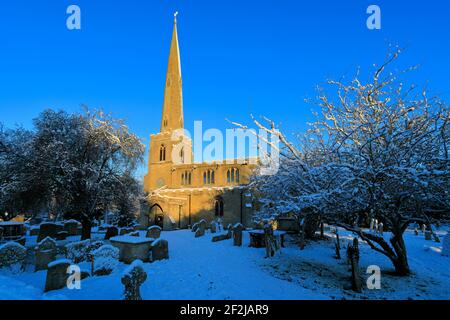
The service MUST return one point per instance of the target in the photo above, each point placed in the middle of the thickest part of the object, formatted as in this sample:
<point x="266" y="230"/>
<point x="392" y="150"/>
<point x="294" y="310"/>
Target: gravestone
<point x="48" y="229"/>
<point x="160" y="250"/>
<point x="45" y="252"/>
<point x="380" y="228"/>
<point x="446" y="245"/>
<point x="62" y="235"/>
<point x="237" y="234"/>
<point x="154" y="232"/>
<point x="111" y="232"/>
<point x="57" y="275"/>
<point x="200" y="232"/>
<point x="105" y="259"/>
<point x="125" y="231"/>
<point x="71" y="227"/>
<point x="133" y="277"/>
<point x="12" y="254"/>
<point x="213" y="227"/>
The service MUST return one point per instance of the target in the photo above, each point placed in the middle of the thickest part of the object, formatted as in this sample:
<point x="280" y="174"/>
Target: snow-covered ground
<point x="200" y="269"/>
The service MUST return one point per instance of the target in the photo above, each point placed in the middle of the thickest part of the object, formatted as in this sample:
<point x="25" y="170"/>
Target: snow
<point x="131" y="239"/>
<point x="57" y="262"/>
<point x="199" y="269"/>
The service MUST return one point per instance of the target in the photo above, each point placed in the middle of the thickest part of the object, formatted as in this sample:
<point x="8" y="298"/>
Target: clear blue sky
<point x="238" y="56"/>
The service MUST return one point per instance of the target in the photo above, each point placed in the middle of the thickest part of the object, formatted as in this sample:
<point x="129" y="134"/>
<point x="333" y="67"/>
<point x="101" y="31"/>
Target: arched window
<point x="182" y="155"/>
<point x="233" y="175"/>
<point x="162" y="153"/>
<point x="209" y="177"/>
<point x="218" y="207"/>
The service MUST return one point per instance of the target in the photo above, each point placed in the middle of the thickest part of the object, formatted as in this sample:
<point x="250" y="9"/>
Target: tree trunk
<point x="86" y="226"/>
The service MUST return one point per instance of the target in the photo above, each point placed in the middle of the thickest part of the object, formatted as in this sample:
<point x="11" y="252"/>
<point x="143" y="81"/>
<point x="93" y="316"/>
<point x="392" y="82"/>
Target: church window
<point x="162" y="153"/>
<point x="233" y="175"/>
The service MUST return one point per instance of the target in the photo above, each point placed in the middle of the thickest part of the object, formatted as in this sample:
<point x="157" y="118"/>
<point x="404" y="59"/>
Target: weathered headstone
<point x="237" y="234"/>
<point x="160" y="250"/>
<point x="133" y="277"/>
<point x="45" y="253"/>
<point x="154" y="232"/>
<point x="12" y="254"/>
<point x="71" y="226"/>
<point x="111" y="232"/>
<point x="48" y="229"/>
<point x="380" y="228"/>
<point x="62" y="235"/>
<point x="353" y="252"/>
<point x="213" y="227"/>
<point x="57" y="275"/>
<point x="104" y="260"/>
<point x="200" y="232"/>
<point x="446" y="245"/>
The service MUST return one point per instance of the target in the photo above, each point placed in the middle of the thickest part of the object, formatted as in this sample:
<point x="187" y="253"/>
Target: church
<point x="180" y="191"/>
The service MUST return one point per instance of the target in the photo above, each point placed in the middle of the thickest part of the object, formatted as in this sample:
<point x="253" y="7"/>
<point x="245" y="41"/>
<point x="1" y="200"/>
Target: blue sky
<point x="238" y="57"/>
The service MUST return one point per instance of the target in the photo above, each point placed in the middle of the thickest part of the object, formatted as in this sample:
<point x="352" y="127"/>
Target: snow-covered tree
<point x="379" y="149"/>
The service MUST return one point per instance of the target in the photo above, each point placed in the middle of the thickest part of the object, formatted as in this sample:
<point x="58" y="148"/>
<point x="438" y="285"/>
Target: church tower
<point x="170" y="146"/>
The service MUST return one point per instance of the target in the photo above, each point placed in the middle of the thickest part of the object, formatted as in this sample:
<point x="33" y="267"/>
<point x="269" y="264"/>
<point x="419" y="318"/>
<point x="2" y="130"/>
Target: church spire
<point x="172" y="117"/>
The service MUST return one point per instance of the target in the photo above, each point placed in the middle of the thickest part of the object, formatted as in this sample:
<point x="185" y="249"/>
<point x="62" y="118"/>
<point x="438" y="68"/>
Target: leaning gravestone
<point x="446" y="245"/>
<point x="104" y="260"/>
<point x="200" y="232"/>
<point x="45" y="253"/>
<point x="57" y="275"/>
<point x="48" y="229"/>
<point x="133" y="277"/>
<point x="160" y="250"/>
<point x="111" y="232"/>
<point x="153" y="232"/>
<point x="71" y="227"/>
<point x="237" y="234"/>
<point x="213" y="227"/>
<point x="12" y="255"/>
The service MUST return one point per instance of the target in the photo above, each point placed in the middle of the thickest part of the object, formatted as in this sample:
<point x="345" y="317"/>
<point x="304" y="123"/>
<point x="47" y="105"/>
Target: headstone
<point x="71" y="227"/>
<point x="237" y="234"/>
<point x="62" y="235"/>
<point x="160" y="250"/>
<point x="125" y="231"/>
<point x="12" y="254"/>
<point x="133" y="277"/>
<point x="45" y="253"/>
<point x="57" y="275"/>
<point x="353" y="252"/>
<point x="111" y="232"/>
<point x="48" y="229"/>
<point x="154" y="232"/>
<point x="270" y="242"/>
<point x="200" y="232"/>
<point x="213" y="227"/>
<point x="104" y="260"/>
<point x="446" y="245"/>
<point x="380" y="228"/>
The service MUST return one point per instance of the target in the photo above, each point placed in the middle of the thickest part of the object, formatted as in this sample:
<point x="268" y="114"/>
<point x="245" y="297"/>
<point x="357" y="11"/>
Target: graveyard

- - - - - - -

◆ ASSIGNED TASK ◆
Set every record down verbatim. No pictures belong in the copy.

◆ ANSWER SPACE ◆
The service MUST return one point per instance of the target in the photo above, each point placed in the middle of the thickest part of the object, formatted as in this sample:
<point x="266" y="230"/>
<point x="392" y="150"/>
<point x="294" y="310"/>
Target: gravestone
<point x="48" y="229"/>
<point x="160" y="250"/>
<point x="45" y="252"/>
<point x="380" y="228"/>
<point x="446" y="245"/>
<point x="62" y="235"/>
<point x="237" y="234"/>
<point x="154" y="232"/>
<point x="111" y="232"/>
<point x="57" y="275"/>
<point x="200" y="232"/>
<point x="105" y="259"/>
<point x="125" y="231"/>
<point x="71" y="227"/>
<point x="133" y="277"/>
<point x="12" y="254"/>
<point x="213" y="227"/>
The service MUST return one point per instance of the target in the photo above, each point placed in the middle of the thickest part of the object, formatted as in this sample:
<point x="280" y="174"/>
Target: snow-covered ground
<point x="200" y="269"/>
The service MUST return one point per instance of the target in the photo above, each point placed in the middle of the thickest part of the object, formatted as in this sample:
<point x="25" y="170"/>
Target: snow
<point x="131" y="239"/>
<point x="57" y="262"/>
<point x="199" y="269"/>
The service MUST return one point per instance of the target in the photo above, each point placed in the middle of the thickest part of the object, formatted as in this sample:
<point x="8" y="298"/>
Target: clear blue sky
<point x="238" y="56"/>
The service MUST return one point per instance of the target in the photo above, each point placed in the middle of the thickest part of the object, formatted as in this sample:
<point x="129" y="134"/>
<point x="333" y="67"/>
<point x="101" y="31"/>
Target: arched window
<point x="182" y="155"/>
<point x="233" y="175"/>
<point x="162" y="153"/>
<point x="209" y="177"/>
<point x="218" y="207"/>
The service MUST return one point per instance of the target in the photo above, each point placed in the middle of the thickest part of the object, formatted as in this sample:
<point x="250" y="9"/>
Target: tree trunk
<point x="86" y="226"/>
The service MUST return one point per instance of the target in the photo above, each point placed in the middle of the thickest part of the object, formatted as in this sample:
<point x="11" y="252"/>
<point x="143" y="81"/>
<point x="93" y="316"/>
<point x="392" y="82"/>
Target: church window
<point x="162" y="153"/>
<point x="233" y="175"/>
The service MUST return one point per instance of the target in the photo above, each point placed in the middle of the thickest part of the object, formatted as in this sample:
<point x="157" y="118"/>
<point x="404" y="59"/>
Target: weathered headstone
<point x="237" y="234"/>
<point x="160" y="250"/>
<point x="133" y="277"/>
<point x="45" y="253"/>
<point x="154" y="232"/>
<point x="12" y="254"/>
<point x="71" y="226"/>
<point x="111" y="232"/>
<point x="48" y="229"/>
<point x="380" y="228"/>
<point x="62" y="235"/>
<point x="353" y="252"/>
<point x="213" y="227"/>
<point x="57" y="275"/>
<point x="104" y="260"/>
<point x="200" y="232"/>
<point x="446" y="245"/>
The service MUST return one point per instance of the target in the photo above, each point placed in the middle of the thickest part of the object, formatted as in this sample:
<point x="187" y="253"/>
Target: church
<point x="180" y="191"/>
The service MUST return one point per instance of the target in the photo above, each point placed in the middle of the thickest part of the object, formatted as in this sample:
<point x="253" y="7"/>
<point x="245" y="41"/>
<point x="1" y="200"/>
Target: blue sky
<point x="238" y="57"/>
The service MUST return one point per instance of the target in the photo above, each point placed in the middle of the thickest part of the object, formatted as in this sample:
<point x="352" y="127"/>
Target: snow-covered tree
<point x="379" y="149"/>
The service MUST return one point per instance of the target in the photo above, each point placed in the middle of the thickest part of the object, formatted as in this sample:
<point x="58" y="148"/>
<point x="438" y="285"/>
Target: church tower
<point x="170" y="146"/>
The service MUST return one point per instance of the target in the photo above, each point placed in the middle of the thickest part of the object, formatted as in this sample:
<point x="33" y="267"/>
<point x="269" y="264"/>
<point x="419" y="318"/>
<point x="2" y="130"/>
Target: church spire
<point x="172" y="117"/>
The service MUST return one point per instance of the target in the photo above, each point placed in the middle of the thickest part of the object, formatted as in this sample:
<point x="185" y="249"/>
<point x="62" y="118"/>
<point x="438" y="68"/>
Target: leaning gravestone
<point x="446" y="245"/>
<point x="104" y="260"/>
<point x="200" y="232"/>
<point x="45" y="253"/>
<point x="57" y="275"/>
<point x="48" y="229"/>
<point x="133" y="277"/>
<point x="160" y="250"/>
<point x="111" y="232"/>
<point x="153" y="232"/>
<point x="71" y="227"/>
<point x="237" y="234"/>
<point x="213" y="227"/>
<point x="12" y="255"/>
The service MUST return one point per instance of the target in the photo above, each point placed in the middle of the thickest part of the object, formatted as in this sample:
<point x="345" y="317"/>
<point x="304" y="123"/>
<point x="47" y="105"/>
Target: headstone
<point x="71" y="227"/>
<point x="237" y="234"/>
<point x="62" y="235"/>
<point x="160" y="250"/>
<point x="125" y="231"/>
<point x="12" y="254"/>
<point x="133" y="277"/>
<point x="45" y="253"/>
<point x="57" y="275"/>
<point x="353" y="252"/>
<point x="111" y="232"/>
<point x="48" y="229"/>
<point x="154" y="232"/>
<point x="270" y="242"/>
<point x="200" y="232"/>
<point x="213" y="227"/>
<point x="104" y="260"/>
<point x="446" y="245"/>
<point x="380" y="228"/>
The service MUST return one point per instance of the target in the photo above, each point placed in the middle of the thickest part of the object, formatted as in this sample:
<point x="268" y="114"/>
<point x="245" y="297"/>
<point x="357" y="11"/>
Target: graveyard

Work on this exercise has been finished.